GIVEN PROBLEM:
Write the records out again, precisely as they stand.

[Part of a data file]
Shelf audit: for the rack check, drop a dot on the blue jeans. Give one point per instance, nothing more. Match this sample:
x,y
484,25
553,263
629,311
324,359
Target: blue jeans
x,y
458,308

OUTPUT BELOW:
Shelf audit: for the rack check, drop a dot on the blue jeans. Give one point per instance, nothing more. Match this sample:
x,y
484,25
553,263
629,311
324,359
Target: blue jeans
x,y
458,308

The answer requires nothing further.